Terrie Barrie, June 1, 2014
June 6 will be the 25th anniversary of the FBI raiding Rocky Flats for alleged environmental crimes. The Arvada Center for the Arts is holding a free, three day event commemorating this event. http://arvadacenter.org/on-stage/rocky-flats-then-and-now-2014
In anticipation of this event, the Denver Post published an article on Sunday http://www.denverpost.com/news/ci_25874064/feds-raided-rocky-flats-25-years-ago-signaling
I am honored to participate in one panel discussion regarding the worker health issue. So, I was kind of excited about the publicity. That is until I read this paragraph
“Rocky Flats was nothing but a fancy machine shop … in what was then the middle of nowhere. But we had machining capabilities that nobody else had,” said Scott Surovchak, Rocky Flats legacy site manager for the Department of Energy.”
Really, Mr. Surovchak? Just a fancy machine shop? Do you know what Rocky Flats did for 50 years?
I stewed over this statement all day. I was furious. Then the former workers from Rocky Flats and other nuclear weapons sites started emailing me their thoughts on this statement and I decided to write this blog.

● TASK DIRECTIONS:
Answer these questions about the Rocky Flats post:
(a) What anniversary falls on June 6?
(b) What is the Arvada Center for the Arts holding?
(c) What position does Scott Surovchak hold?

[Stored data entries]
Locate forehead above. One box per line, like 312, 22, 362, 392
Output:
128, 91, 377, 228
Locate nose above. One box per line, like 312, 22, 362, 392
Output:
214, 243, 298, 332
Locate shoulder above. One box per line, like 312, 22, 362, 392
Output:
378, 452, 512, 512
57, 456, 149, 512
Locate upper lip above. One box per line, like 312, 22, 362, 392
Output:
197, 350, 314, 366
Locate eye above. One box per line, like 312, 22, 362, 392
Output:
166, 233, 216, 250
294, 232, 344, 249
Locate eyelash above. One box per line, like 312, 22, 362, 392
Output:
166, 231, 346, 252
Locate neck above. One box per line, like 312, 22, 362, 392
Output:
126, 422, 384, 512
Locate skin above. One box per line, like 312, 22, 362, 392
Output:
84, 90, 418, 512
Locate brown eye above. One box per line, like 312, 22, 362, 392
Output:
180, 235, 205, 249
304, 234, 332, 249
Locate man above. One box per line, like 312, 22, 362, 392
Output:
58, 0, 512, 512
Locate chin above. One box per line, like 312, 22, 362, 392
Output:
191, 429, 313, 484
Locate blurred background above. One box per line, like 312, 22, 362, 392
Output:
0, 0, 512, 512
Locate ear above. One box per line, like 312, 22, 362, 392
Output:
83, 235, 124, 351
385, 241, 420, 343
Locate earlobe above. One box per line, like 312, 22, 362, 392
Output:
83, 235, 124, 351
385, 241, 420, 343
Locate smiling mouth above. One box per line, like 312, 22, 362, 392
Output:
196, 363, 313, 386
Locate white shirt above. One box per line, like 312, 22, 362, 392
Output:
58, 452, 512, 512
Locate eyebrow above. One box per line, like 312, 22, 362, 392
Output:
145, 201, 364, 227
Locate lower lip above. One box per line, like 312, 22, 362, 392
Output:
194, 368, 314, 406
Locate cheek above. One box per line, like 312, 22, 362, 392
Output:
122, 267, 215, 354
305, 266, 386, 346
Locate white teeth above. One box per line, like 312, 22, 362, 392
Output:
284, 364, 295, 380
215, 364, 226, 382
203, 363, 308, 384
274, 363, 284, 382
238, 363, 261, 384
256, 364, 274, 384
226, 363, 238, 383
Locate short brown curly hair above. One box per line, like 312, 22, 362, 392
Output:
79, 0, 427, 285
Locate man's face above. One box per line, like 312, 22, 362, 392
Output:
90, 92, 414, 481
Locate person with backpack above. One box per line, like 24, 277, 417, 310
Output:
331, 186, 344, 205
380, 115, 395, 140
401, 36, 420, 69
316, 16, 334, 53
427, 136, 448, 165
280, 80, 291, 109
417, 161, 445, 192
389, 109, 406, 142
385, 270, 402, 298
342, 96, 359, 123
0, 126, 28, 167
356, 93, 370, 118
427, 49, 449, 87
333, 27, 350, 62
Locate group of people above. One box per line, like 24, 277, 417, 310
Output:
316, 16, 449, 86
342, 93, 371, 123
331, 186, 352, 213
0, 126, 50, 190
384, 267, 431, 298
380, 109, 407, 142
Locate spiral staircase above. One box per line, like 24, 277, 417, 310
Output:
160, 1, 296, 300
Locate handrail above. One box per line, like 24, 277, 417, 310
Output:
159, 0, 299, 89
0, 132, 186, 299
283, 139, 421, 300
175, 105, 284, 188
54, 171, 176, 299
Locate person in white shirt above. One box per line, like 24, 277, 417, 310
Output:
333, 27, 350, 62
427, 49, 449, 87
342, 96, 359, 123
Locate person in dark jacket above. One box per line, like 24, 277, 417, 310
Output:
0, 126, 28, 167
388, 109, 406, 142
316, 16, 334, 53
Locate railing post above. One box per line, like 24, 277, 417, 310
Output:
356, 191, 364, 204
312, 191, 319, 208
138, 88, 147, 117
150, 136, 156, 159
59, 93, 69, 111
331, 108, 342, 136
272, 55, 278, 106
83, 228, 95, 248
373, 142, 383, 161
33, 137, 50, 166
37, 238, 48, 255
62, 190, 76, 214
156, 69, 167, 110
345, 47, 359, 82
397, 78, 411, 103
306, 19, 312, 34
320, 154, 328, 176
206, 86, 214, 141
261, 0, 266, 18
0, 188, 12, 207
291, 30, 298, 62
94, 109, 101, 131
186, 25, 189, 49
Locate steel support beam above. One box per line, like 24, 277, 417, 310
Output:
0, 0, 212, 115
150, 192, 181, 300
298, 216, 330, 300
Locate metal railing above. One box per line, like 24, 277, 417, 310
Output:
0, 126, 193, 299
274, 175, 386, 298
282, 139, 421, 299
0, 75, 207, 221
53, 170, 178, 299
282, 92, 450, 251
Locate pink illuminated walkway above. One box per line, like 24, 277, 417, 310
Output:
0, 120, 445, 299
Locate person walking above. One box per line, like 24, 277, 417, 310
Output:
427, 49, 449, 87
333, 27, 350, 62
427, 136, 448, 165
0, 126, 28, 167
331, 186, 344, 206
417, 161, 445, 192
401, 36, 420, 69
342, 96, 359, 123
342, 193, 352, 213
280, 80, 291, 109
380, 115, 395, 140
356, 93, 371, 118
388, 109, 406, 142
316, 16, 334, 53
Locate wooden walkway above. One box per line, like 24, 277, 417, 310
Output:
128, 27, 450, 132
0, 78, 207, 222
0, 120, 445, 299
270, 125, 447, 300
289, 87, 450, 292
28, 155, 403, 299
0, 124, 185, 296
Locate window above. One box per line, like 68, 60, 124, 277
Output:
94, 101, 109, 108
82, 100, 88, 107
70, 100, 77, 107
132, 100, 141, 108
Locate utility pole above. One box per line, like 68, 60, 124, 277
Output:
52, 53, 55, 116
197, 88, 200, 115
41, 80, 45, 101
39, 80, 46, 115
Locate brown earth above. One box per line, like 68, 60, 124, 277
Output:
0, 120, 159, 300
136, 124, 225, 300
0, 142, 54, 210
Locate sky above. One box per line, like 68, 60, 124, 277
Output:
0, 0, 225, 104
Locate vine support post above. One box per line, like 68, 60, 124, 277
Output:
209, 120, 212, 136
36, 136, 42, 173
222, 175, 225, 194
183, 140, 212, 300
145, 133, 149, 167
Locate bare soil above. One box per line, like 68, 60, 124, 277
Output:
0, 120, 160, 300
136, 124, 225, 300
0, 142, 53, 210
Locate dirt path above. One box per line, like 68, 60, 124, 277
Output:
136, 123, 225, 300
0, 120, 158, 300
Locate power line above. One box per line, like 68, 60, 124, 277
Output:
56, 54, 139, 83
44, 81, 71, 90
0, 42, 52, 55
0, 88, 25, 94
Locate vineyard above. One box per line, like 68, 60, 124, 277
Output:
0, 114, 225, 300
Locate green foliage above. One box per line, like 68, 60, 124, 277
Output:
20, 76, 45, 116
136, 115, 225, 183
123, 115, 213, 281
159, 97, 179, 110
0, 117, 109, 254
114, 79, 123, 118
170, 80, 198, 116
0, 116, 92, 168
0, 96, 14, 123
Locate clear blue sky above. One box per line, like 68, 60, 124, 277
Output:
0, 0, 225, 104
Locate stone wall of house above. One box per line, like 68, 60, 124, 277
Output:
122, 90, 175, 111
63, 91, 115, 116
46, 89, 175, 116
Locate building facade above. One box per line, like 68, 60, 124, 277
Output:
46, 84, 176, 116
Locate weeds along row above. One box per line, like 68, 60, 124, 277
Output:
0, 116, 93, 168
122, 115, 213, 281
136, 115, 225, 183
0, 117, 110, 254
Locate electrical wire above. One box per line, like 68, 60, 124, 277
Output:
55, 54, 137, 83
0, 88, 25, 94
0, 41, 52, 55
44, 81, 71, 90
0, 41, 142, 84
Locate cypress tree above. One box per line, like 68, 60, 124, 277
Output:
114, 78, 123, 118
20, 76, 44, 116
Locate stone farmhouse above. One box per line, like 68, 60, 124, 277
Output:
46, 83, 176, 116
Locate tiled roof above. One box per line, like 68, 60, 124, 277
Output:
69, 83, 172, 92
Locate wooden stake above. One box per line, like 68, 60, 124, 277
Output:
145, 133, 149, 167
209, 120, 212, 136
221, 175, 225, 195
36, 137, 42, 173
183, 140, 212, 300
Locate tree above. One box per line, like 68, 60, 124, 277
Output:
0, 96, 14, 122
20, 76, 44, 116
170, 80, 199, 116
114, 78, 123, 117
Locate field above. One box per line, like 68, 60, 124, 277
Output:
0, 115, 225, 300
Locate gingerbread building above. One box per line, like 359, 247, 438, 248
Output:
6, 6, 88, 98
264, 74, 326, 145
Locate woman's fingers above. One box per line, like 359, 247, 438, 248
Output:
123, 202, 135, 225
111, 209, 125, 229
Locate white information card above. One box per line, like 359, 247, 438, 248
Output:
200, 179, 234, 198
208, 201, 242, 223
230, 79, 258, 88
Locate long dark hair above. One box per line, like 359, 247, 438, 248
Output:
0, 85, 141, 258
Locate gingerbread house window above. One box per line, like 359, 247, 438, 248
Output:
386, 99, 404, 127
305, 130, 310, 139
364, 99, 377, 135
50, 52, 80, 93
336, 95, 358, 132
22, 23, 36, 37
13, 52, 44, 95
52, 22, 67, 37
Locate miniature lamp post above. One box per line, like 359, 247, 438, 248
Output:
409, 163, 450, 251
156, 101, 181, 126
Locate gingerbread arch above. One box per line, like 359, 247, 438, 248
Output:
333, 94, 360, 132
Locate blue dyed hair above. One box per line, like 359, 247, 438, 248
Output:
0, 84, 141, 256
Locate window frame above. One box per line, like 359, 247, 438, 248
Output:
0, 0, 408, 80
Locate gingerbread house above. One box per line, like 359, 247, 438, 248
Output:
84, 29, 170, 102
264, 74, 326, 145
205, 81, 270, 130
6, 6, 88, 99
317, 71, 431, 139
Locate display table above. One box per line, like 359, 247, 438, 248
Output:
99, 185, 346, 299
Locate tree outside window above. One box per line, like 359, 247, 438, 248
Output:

● RESULT OF THE EXERCISE:
(a) The 25th anniversary of the FBI raiding Rocky Flats for alleged environmental crimes.
(b) A free, three-day event commemorating the raid.
(c) He is the Rocky Flats legacy site manager for the Department of Energy.